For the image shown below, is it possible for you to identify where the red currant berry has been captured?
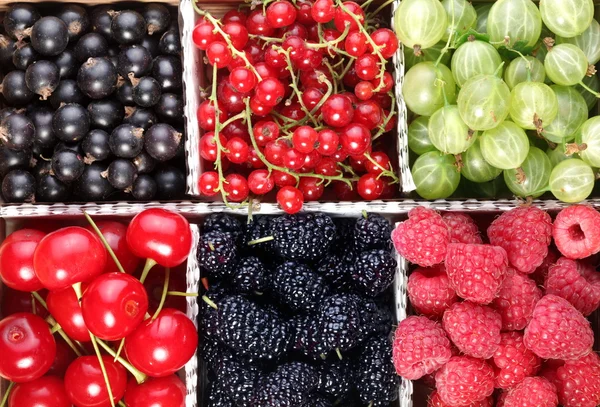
[277,186,304,214]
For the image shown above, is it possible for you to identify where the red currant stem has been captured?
[140,258,158,284]
[152,268,171,321]
[96,338,148,384]
[83,211,125,273]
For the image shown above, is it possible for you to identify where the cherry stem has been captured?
[140,258,157,284]
[83,211,125,273]
[152,268,171,321]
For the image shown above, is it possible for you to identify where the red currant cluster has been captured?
[193,0,398,213]
[0,209,198,407]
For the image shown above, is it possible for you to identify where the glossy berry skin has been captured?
[33,226,108,290]
[127,208,192,267]
[8,376,71,407]
[0,312,56,383]
[125,375,186,407]
[0,229,45,292]
[65,356,127,407]
[125,308,198,377]
[81,272,148,341]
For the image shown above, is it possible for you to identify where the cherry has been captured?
[0,312,56,383]
[86,220,142,274]
[8,376,71,407]
[0,229,45,292]
[125,375,186,407]
[33,226,108,290]
[65,356,127,407]
[125,308,198,377]
[81,273,148,341]
[46,284,92,342]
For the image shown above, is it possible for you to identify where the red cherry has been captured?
[33,226,108,290]
[125,308,198,377]
[65,356,127,407]
[125,375,186,407]
[0,312,56,383]
[81,273,148,341]
[8,376,71,407]
[46,284,91,342]
[0,229,45,292]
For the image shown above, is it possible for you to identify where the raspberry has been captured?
[446,243,508,304]
[490,331,541,389]
[552,205,600,260]
[492,268,542,331]
[442,301,502,359]
[392,207,450,267]
[393,316,452,380]
[442,212,483,244]
[544,353,600,407]
[408,264,458,319]
[546,257,600,316]
[488,206,552,274]
[523,294,594,360]
[503,377,558,407]
[435,356,494,406]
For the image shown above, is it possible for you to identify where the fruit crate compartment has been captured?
[0,214,200,407]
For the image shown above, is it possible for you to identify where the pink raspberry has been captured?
[546,257,600,316]
[393,316,452,380]
[392,206,450,267]
[488,206,552,274]
[408,264,458,319]
[442,212,483,244]
[552,205,600,260]
[503,377,558,407]
[442,301,502,359]
[446,243,508,304]
[435,356,494,406]
[490,331,541,389]
[523,294,594,360]
[491,268,542,331]
[543,352,600,407]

#### EXERCISE:
Rewrite everything from the row containing "red cherry has been captured?" down to the last row above as a numbered list, leaving out any blank lines.

#### TASK ANSWER:
1. For the image shown above, is it possible for you to identify where the red cherry has been captured?
2. [33,226,108,290]
3. [125,308,198,377]
4. [65,356,127,407]
5. [125,375,186,407]
6. [0,312,56,383]
7. [81,273,148,341]
8. [8,376,71,407]
9. [46,284,91,342]
10. [0,229,45,292]
11. For the image shown above, is it possible for you to identify where the raspberry has been captured?
12. [446,243,508,304]
13. [490,331,541,389]
14. [552,205,600,260]
15. [492,268,542,331]
16. [442,301,502,359]
17. [392,207,450,267]
18. [393,316,452,380]
19. [442,212,483,244]
20. [544,353,600,407]
21. [408,264,458,319]
22. [546,257,600,316]
23. [488,206,552,274]
24. [523,294,594,360]
25. [503,377,558,407]
26. [435,356,494,406]
27. For the image shown above, is it possible for you to identify where the fruit crate compartment has been captured?
28. [0,214,200,407]
29. For the image shown above, is it possible for you to identify where the pink raspberry has been captured?
30. [546,257,600,316]
31. [393,316,452,380]
32. [392,206,450,267]
33. [488,206,552,274]
34. [408,264,458,319]
35. [442,212,483,244]
36. [552,205,600,260]
37. [503,377,558,407]
38. [442,301,502,359]
39. [446,243,508,304]
40. [435,356,494,406]
41. [490,331,541,389]
42. [523,294,594,360]
43. [491,268,542,331]
44. [543,352,600,407]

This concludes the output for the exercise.